• [Information supplied]:
::::::

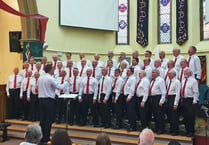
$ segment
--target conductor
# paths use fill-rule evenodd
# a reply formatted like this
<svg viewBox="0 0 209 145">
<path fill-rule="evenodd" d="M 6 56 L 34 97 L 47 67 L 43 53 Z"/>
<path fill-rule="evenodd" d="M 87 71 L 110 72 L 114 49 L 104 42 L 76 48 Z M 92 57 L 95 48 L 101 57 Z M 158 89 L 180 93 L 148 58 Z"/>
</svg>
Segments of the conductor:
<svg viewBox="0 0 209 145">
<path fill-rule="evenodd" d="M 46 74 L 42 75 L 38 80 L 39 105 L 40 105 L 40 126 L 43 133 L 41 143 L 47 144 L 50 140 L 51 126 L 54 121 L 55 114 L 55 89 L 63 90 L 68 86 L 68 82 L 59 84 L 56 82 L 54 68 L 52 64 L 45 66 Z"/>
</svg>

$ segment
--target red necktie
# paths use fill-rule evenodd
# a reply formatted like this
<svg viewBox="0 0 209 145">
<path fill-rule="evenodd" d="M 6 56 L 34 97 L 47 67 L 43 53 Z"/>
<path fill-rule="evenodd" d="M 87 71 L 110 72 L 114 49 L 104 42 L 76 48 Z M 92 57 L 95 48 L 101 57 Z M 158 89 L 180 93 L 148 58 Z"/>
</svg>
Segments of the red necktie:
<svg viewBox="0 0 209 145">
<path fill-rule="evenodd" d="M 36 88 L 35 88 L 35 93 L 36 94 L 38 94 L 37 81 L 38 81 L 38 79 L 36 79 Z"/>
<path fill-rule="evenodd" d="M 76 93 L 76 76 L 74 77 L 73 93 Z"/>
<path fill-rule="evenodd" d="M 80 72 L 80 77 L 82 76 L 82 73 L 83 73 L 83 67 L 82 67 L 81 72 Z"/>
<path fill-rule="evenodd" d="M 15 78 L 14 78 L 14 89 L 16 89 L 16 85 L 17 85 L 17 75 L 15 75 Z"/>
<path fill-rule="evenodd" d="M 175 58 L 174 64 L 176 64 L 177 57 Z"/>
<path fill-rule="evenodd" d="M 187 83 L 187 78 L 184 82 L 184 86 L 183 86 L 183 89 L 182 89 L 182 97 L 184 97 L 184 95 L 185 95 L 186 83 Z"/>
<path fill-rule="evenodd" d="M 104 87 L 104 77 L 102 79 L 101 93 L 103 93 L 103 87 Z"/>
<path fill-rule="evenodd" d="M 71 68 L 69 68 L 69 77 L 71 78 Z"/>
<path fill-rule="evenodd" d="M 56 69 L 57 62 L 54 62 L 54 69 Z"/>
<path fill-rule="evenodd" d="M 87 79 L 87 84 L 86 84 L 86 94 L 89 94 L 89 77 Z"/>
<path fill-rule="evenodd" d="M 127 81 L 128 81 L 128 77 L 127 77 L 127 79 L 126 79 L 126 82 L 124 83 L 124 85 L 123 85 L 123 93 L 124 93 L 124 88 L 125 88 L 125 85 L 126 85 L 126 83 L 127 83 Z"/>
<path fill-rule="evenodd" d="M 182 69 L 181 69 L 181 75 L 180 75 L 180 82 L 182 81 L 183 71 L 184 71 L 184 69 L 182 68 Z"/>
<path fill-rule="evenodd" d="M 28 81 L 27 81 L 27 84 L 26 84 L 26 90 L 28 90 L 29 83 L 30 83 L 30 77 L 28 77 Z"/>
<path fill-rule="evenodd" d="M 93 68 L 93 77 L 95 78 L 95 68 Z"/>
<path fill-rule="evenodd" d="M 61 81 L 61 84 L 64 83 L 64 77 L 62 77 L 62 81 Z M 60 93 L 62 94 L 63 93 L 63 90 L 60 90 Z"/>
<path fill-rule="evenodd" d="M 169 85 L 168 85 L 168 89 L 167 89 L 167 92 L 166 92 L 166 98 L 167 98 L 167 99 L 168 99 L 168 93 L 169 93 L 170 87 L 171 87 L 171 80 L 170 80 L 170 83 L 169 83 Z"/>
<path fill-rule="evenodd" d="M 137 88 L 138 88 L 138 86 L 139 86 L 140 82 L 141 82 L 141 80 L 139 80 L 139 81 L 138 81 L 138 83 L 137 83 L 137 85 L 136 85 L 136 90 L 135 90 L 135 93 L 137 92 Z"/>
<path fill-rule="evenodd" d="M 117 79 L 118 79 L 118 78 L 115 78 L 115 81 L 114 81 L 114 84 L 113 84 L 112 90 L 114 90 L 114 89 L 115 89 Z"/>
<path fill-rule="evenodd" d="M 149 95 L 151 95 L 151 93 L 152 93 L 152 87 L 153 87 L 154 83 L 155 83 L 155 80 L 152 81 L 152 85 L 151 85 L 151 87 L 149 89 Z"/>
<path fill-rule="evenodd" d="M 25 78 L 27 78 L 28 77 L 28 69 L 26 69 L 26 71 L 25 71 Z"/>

::::::

• [Brief]:
Find each line in the items above that contains the string "target" and copy those lines out.

• [Result of the exercise]:
--target conductor
--target red necktie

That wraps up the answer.